[Aim A]: For each statement below, say whether it agrees with the section on admissible couples that follows, answering yes or no and quoting the words of that section that decide it. (i) The text calls H the target space. (ii) The definition concerns admissibility for the Fourier transform. (iii) \(\rho_{E}\) is called the target quasi-norm.

Let N be the class of all admissible couples, it will be convenient to use the following definitions.

Definition 2.3

(admissible couple)

We say that the couple \((\rho_{E},\rho_{H})\in N\) is admissible for the Riesz potential if

$$ \bigl\| R^{s} f\bigr\| _{{\mathcal {C}} H}\lesssim\rho_{E}\bigl( f^{\ast}\bigr),\quad f\in E. $$
(2.2)

Then the couple E, H is called admissible. Moreover, \(\rho_{E}\) (E) is called domain quasi-norm (domain space), and \(\rho_{H}\) (H) is called the target quasi-norm (target space).

Dataset entries
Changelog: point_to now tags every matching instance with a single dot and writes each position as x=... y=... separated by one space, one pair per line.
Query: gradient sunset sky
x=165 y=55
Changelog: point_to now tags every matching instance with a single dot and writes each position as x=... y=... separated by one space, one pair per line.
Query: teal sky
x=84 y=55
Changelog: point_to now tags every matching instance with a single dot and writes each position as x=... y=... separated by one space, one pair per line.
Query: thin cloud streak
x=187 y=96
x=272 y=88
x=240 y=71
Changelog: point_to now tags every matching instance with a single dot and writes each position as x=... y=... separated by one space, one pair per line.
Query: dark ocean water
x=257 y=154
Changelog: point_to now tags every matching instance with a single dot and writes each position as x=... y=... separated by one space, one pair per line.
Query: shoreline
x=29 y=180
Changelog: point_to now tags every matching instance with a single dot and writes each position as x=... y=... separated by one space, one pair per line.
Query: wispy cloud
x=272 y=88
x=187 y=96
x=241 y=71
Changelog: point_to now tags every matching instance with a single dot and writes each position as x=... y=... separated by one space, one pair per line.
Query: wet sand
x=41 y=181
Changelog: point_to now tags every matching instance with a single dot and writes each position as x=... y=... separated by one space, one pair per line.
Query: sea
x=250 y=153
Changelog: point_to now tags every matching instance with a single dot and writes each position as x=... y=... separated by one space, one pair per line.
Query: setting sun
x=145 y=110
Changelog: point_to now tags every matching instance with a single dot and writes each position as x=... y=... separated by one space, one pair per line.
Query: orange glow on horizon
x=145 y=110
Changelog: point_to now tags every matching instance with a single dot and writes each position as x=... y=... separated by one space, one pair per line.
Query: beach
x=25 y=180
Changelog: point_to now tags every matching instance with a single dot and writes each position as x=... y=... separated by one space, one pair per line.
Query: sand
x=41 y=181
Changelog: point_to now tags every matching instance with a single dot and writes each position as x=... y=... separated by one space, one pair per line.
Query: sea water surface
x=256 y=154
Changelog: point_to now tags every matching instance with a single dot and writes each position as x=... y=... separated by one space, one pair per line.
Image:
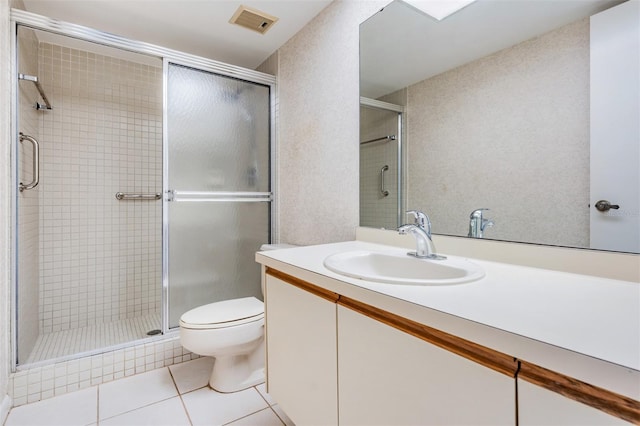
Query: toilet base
x=235 y=373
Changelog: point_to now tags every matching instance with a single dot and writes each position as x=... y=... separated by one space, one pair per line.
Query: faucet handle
x=421 y=220
x=477 y=212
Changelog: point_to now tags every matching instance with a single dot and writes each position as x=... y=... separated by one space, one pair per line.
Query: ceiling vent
x=253 y=19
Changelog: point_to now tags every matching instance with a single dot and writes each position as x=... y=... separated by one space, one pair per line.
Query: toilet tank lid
x=225 y=311
x=265 y=247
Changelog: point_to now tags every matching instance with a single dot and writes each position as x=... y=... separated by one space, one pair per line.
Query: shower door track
x=43 y=23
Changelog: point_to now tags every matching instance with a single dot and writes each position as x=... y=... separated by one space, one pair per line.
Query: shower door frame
x=400 y=150
x=43 y=23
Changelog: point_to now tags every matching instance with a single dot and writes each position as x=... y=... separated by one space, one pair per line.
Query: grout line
x=98 y=405
x=281 y=419
x=250 y=414
x=184 y=406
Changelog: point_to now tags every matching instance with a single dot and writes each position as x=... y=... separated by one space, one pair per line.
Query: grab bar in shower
x=383 y=191
x=34 y=79
x=121 y=196
x=384 y=138
x=36 y=163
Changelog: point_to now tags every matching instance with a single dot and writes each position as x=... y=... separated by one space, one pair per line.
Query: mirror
x=498 y=113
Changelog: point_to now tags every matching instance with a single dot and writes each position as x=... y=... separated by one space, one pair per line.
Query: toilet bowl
x=232 y=332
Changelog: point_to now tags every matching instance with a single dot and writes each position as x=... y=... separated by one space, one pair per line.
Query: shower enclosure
x=381 y=164
x=142 y=187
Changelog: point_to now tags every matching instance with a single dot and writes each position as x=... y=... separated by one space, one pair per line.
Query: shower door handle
x=383 y=191
x=36 y=163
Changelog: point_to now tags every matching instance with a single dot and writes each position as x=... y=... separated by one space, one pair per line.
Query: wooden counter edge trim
x=304 y=285
x=490 y=358
x=604 y=400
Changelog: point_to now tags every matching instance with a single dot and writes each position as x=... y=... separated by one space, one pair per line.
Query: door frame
x=219 y=69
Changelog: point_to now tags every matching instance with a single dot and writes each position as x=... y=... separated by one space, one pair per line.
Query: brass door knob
x=605 y=206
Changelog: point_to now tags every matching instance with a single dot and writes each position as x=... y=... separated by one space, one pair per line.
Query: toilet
x=232 y=332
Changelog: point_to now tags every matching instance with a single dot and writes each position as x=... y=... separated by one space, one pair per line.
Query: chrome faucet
x=477 y=224
x=421 y=231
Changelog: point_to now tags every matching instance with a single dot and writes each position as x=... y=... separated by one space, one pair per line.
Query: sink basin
x=396 y=267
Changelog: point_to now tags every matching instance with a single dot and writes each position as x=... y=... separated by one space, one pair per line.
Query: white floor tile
x=208 y=407
x=169 y=412
x=265 y=417
x=283 y=416
x=135 y=392
x=263 y=391
x=192 y=375
x=75 y=408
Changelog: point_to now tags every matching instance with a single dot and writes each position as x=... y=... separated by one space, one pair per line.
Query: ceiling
x=199 y=27
x=400 y=46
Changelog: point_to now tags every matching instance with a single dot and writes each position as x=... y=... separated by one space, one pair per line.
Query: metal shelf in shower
x=34 y=79
x=383 y=138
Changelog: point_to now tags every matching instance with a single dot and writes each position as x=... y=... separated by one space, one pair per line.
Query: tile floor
x=83 y=339
x=174 y=396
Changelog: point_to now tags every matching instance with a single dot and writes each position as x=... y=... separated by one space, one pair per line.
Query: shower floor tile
x=68 y=342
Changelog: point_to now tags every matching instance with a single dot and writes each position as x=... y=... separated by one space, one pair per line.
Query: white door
x=615 y=127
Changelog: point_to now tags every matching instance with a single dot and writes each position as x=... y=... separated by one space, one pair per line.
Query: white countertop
x=592 y=316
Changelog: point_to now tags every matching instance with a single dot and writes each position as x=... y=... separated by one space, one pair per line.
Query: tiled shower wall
x=376 y=210
x=100 y=258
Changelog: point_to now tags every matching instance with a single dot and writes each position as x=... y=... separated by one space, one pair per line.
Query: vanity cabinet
x=389 y=377
x=332 y=359
x=301 y=353
x=538 y=406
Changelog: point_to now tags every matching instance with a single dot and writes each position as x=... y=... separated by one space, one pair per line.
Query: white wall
x=318 y=84
x=509 y=132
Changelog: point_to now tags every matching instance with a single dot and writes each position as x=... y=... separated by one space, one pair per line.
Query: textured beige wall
x=318 y=85
x=5 y=199
x=509 y=132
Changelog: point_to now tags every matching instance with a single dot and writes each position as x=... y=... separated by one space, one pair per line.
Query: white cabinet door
x=302 y=366
x=615 y=127
x=538 y=406
x=388 y=377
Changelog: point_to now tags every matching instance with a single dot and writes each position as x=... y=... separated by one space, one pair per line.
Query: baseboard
x=4 y=409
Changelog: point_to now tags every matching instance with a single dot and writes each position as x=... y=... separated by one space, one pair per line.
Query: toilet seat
x=227 y=313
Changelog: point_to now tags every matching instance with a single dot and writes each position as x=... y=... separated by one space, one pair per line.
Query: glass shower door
x=217 y=158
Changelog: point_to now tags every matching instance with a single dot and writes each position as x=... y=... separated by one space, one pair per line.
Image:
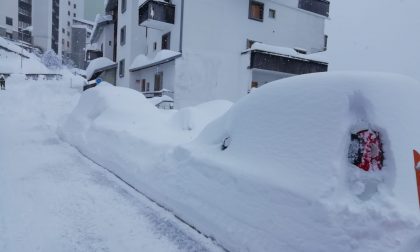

[Aim B]: Report how many lines of the rows above contain the word "wall". Give only the number.

[Exercise solution A]:
(i) Yes: "\(\rho_{H}\) (H) is called the target quasi-norm (target space)"
(ii) No: "is admissible for the Riesz potential"
(iii) No: "\(\rho_{E}\) (E) is called domain quasi-norm (domain space)"

[Exercise solution B]: 3